- **Task**
How many lines in the entries below contain the string "winter"? Case counts, so only an exact case match is included; reply with the number alone.

- **Records of labeled boxes**
##########
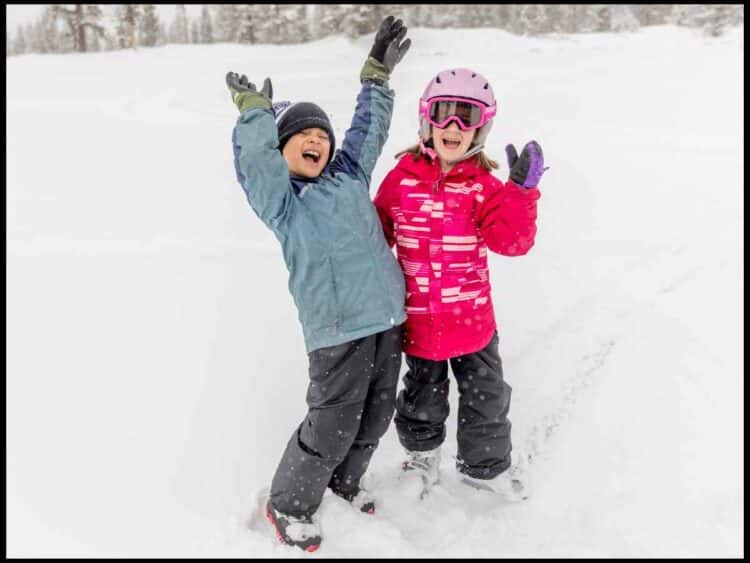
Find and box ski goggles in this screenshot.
[419,96,497,131]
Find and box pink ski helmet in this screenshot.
[419,68,497,146]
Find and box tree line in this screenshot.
[6,4,744,56]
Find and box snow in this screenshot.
[6,26,744,558]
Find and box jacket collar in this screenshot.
[396,154,486,182]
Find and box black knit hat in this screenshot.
[273,102,336,162]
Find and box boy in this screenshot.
[226,16,411,551]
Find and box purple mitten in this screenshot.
[505,141,546,188]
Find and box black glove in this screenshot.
[370,16,411,74]
[226,72,273,113]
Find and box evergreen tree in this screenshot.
[200,4,214,43]
[214,4,243,42]
[115,4,142,49]
[12,25,28,55]
[49,4,106,53]
[138,4,159,47]
[341,4,380,38]
[169,4,190,43]
[609,4,640,31]
[190,20,201,43]
[234,4,260,44]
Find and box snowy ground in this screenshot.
[6,27,744,557]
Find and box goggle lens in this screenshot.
[429,100,484,128]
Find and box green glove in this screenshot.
[359,57,390,84]
[226,72,273,113]
[359,16,411,84]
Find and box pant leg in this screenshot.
[270,336,375,516]
[329,326,402,496]
[450,334,511,479]
[395,354,450,452]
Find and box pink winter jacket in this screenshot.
[375,154,540,360]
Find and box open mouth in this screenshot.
[443,138,461,149]
[302,150,320,164]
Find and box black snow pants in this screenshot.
[395,333,511,479]
[270,326,402,517]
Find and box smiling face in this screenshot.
[282,127,331,178]
[432,121,477,172]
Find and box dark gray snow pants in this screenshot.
[270,326,402,517]
[395,333,511,479]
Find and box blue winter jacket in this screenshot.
[232,81,406,353]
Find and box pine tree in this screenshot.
[12,25,27,55]
[138,4,159,47]
[341,4,380,38]
[214,4,242,42]
[169,4,190,43]
[234,4,260,44]
[190,20,201,43]
[200,4,214,43]
[609,4,640,31]
[49,4,106,53]
[115,4,142,49]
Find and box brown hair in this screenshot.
[395,139,500,172]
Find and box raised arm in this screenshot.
[332,16,411,188]
[226,72,293,230]
[477,141,546,256]
[373,170,399,247]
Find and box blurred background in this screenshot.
[5,4,744,55]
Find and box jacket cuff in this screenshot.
[359,57,389,86]
[232,92,271,113]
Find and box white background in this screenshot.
[6,23,744,557]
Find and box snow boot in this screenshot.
[401,448,440,486]
[401,447,440,500]
[266,502,322,552]
[461,466,529,501]
[333,488,375,514]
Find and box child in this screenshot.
[226,16,411,551]
[375,68,544,497]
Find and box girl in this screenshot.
[375,68,544,497]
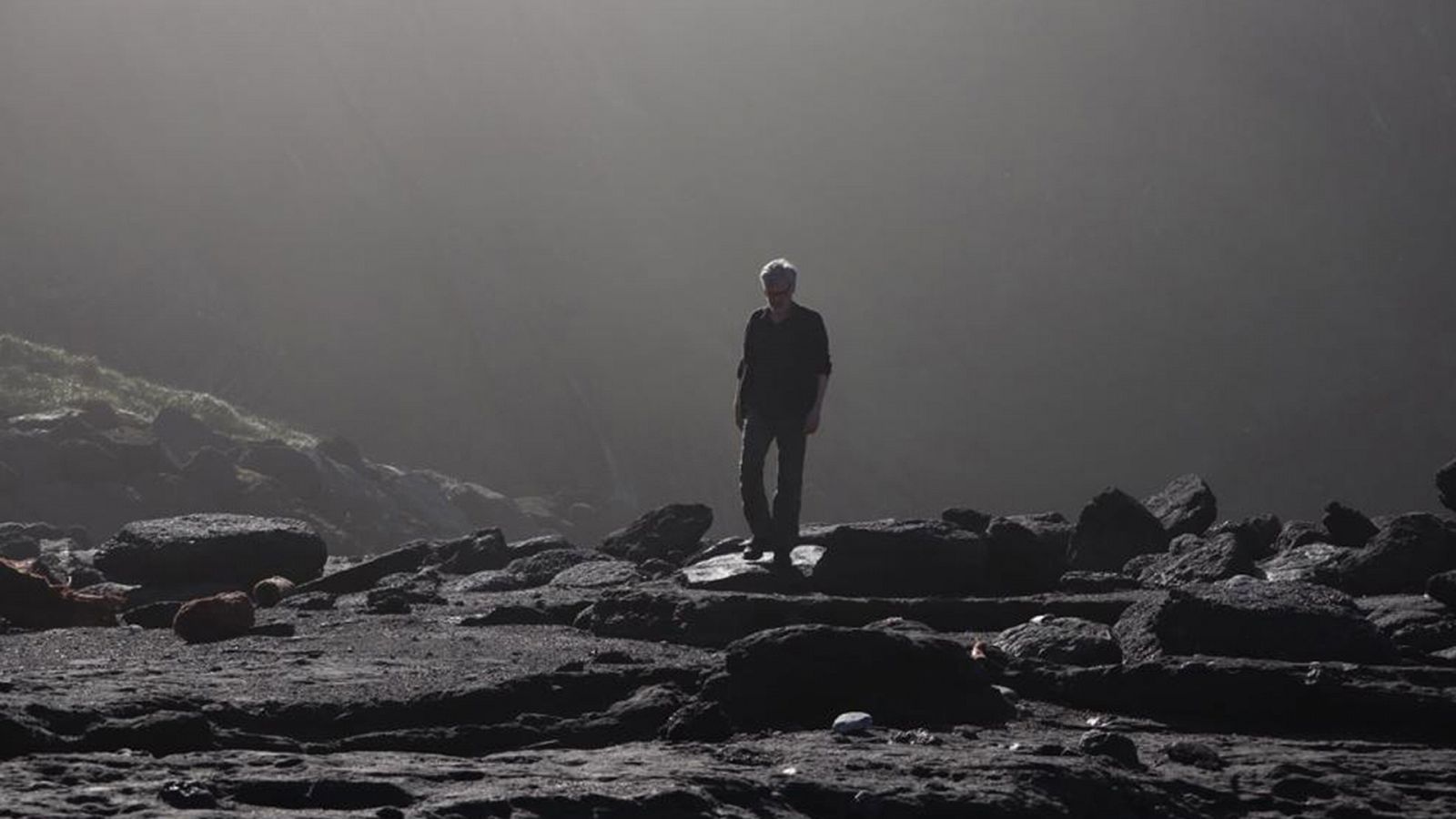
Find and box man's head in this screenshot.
[759,259,799,310]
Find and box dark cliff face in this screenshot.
[0,2,1456,519]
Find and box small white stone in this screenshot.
[834,711,875,733]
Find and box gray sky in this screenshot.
[0,0,1456,531]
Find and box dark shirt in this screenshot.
[738,305,830,419]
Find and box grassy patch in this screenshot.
[0,334,315,446]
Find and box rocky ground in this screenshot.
[0,466,1456,819]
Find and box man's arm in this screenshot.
[804,311,832,436]
[804,373,828,436]
[733,317,753,430]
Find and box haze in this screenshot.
[0,0,1456,532]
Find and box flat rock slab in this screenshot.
[992,615,1123,666]
[551,560,642,589]
[682,545,824,593]
[0,598,706,711]
[0,710,1456,819]
[1112,580,1396,663]
[95,514,328,589]
[811,521,990,598]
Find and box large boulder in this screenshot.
[1124,531,1259,586]
[1112,580,1396,663]
[602,502,713,565]
[1330,511,1456,594]
[1320,500,1380,548]
[702,625,1014,729]
[1143,473,1218,538]
[992,615,1123,666]
[983,518,1070,594]
[1425,571,1456,609]
[95,514,328,589]
[811,521,990,598]
[1067,488,1168,571]
[1436,459,1456,511]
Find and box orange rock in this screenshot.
[0,558,122,628]
[172,592,253,642]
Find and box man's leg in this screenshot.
[738,414,774,551]
[774,419,806,565]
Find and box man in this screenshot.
[733,259,830,569]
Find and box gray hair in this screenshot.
[759,259,799,290]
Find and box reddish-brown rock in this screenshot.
[172,592,253,642]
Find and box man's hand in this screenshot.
[804,407,818,436]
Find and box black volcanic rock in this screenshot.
[504,550,607,589]
[551,560,642,589]
[1274,521,1330,552]
[1330,511,1456,594]
[1112,580,1396,663]
[95,514,328,589]
[182,446,242,499]
[992,615,1123,666]
[1143,473,1218,538]
[1259,541,1354,586]
[1436,459,1456,511]
[941,506,992,535]
[427,529,506,574]
[1057,571,1143,594]
[294,541,437,594]
[811,521,993,598]
[1356,594,1456,652]
[986,518,1070,594]
[1320,501,1380,548]
[702,625,1014,727]
[1067,488,1168,571]
[151,407,228,462]
[1425,571,1456,609]
[1204,514,1284,560]
[238,440,323,500]
[602,502,713,565]
[1124,532,1258,586]
[56,439,126,484]
[662,693,733,742]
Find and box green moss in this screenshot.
[0,334,315,446]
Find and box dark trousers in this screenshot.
[738,414,805,551]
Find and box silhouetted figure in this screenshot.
[733,259,830,567]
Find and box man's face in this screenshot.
[763,278,794,312]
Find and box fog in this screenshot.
[0,0,1456,532]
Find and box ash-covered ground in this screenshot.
[0,469,1456,819]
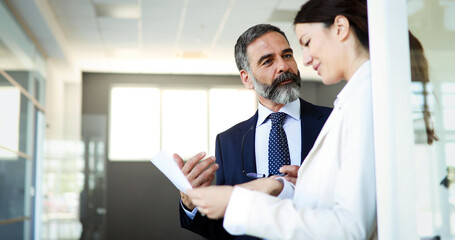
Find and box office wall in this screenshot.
[82,73,344,239]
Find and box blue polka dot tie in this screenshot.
[269,112,290,175]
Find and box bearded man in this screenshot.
[174,24,331,239]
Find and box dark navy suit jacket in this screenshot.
[180,99,332,239]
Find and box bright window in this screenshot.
[109,86,257,161]
[109,87,161,160]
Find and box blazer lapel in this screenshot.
[300,99,330,163]
[239,111,258,181]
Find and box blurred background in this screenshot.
[0,0,455,240]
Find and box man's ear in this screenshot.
[333,15,351,42]
[240,69,254,89]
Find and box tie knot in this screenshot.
[269,112,287,125]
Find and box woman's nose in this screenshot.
[278,59,290,72]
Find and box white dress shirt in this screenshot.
[223,61,377,239]
[180,99,302,219]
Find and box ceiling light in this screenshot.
[95,3,141,19]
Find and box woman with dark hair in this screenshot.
[185,0,377,239]
[409,31,439,145]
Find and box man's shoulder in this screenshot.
[218,112,257,136]
[300,98,333,118]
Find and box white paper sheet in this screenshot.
[150,152,193,193]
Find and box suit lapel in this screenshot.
[239,111,258,181]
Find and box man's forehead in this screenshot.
[246,32,290,60]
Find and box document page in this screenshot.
[150,152,192,193]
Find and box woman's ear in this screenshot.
[333,15,350,42]
[240,69,254,89]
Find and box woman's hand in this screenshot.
[187,186,234,219]
[280,165,300,185]
[236,178,283,196]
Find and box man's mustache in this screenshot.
[266,71,300,99]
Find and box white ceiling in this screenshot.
[8,0,455,80]
[10,0,318,79]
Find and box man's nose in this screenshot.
[303,53,313,66]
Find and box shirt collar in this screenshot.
[333,60,371,107]
[256,98,300,126]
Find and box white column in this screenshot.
[368,0,417,240]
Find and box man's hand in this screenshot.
[188,186,234,219]
[173,152,218,211]
[236,177,283,196]
[280,165,300,185]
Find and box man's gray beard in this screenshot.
[249,73,300,105]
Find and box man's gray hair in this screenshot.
[234,24,289,72]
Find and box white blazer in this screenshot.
[224,61,377,239]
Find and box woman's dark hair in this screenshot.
[409,31,439,145]
[294,0,369,49]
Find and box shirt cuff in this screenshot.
[223,187,254,235]
[275,177,295,199]
[180,199,197,220]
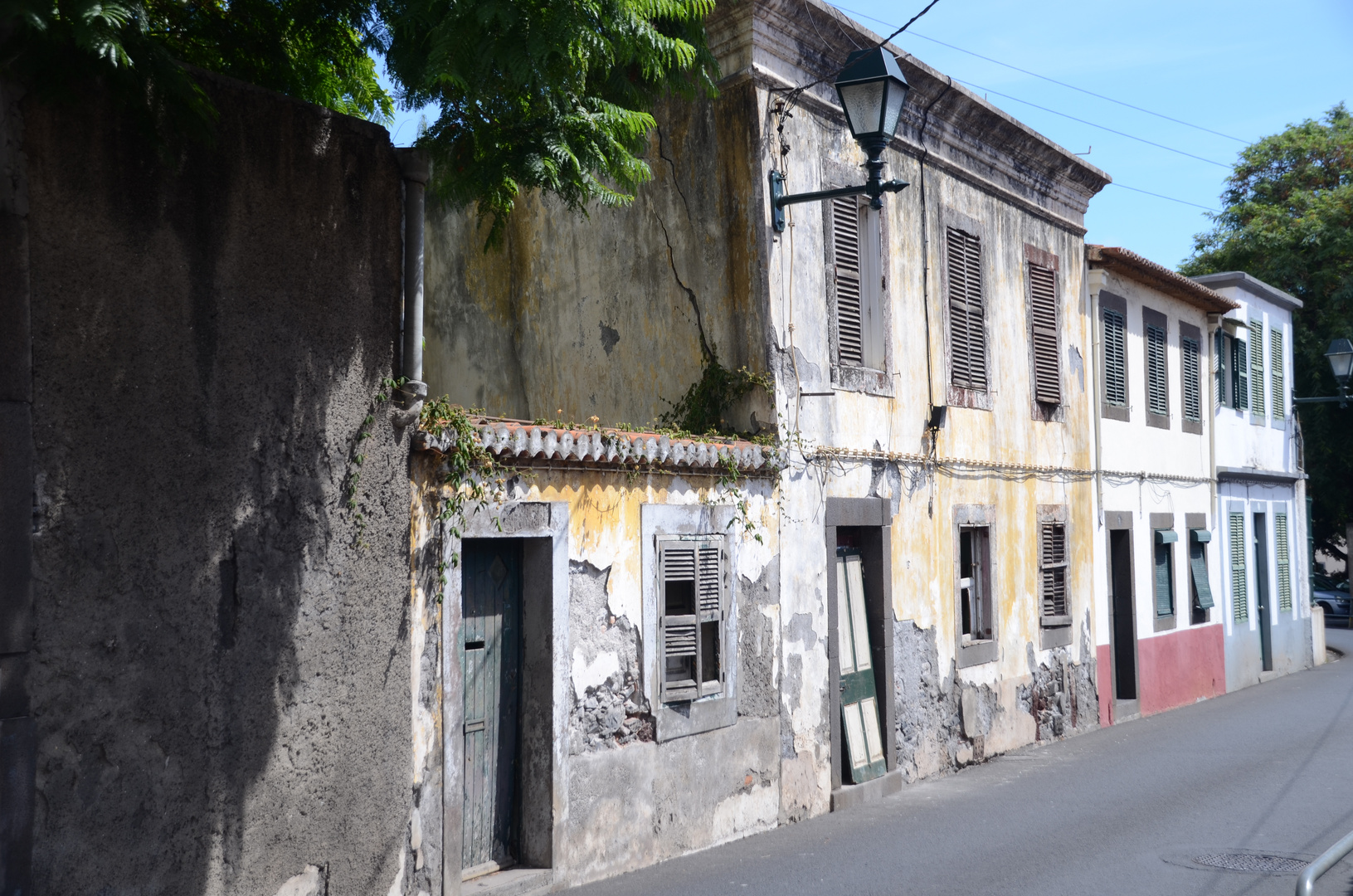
##########
- **Output below**
2